*Task*. Reproduce all of the material word for word.

*A run of records*.
________________

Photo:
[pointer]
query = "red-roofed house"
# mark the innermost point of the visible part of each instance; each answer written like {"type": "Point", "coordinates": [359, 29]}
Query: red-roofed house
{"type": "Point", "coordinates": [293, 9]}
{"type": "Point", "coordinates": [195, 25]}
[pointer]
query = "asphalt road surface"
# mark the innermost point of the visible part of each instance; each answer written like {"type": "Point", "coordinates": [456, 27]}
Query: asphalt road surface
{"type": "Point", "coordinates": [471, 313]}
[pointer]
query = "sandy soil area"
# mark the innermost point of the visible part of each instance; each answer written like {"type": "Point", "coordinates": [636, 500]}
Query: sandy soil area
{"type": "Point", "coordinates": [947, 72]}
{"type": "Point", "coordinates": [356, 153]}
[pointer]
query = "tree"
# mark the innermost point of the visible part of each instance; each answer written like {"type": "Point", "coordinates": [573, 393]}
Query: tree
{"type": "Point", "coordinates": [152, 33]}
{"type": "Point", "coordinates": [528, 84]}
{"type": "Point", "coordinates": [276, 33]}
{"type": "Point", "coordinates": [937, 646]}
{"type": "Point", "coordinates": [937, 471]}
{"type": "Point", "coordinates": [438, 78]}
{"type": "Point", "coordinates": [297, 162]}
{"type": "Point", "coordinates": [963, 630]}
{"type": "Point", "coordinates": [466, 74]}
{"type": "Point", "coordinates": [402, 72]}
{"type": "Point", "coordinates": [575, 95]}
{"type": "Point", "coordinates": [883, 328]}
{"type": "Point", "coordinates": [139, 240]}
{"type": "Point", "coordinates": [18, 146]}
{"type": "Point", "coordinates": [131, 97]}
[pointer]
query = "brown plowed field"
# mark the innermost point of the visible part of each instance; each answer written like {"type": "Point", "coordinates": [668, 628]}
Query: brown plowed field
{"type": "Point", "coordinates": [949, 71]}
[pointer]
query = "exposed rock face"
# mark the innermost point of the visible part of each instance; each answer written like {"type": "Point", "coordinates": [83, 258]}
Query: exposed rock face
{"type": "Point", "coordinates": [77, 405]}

________________

*Response for this exercise*.
Photo:
[pointer]
query = "red-roofed house"
# mark the innermost point of the visible part of each instance; each answer written like {"type": "Point", "coordinates": [359, 29]}
Query: red-roofed house
{"type": "Point", "coordinates": [293, 9]}
{"type": "Point", "coordinates": [195, 25]}
[pointer]
query = "asphalt road surface"
# mark the innermost point of the visible part of each instance; each answer written like {"type": "Point", "coordinates": [456, 27]}
Query: asphalt road surface
{"type": "Point", "coordinates": [471, 313]}
[pointer]
query = "sandy soil area"
# mark the innermost point of the visible part of each instance; each answer written like {"type": "Point", "coordinates": [636, 500]}
Query: sandy soil area
{"type": "Point", "coordinates": [947, 72]}
{"type": "Point", "coordinates": [356, 153]}
[pointer]
query = "tree"
# mark the innermost point of the visible part of each instance; each answer written like {"type": "Point", "coordinates": [573, 393]}
Query: tree
{"type": "Point", "coordinates": [152, 33]}
{"type": "Point", "coordinates": [528, 84]}
{"type": "Point", "coordinates": [276, 33]}
{"type": "Point", "coordinates": [937, 646]}
{"type": "Point", "coordinates": [937, 471]}
{"type": "Point", "coordinates": [438, 78]}
{"type": "Point", "coordinates": [297, 162]}
{"type": "Point", "coordinates": [963, 630]}
{"type": "Point", "coordinates": [466, 74]}
{"type": "Point", "coordinates": [402, 72]}
{"type": "Point", "coordinates": [575, 95]}
{"type": "Point", "coordinates": [883, 328]}
{"type": "Point", "coordinates": [139, 240]}
{"type": "Point", "coordinates": [18, 146]}
{"type": "Point", "coordinates": [131, 97]}
[pointer]
query = "brown plowed field"
# mark the innermost point of the visible part of each instance; each answer written like {"type": "Point", "coordinates": [668, 628]}
Query: brown plowed field
{"type": "Point", "coordinates": [949, 71]}
[pointer]
query = "exposed rock face"
# mark the innermost point of the visible part of each instance; each answer written like {"type": "Point", "coordinates": [83, 258]}
Query: exposed rock face
{"type": "Point", "coordinates": [77, 405]}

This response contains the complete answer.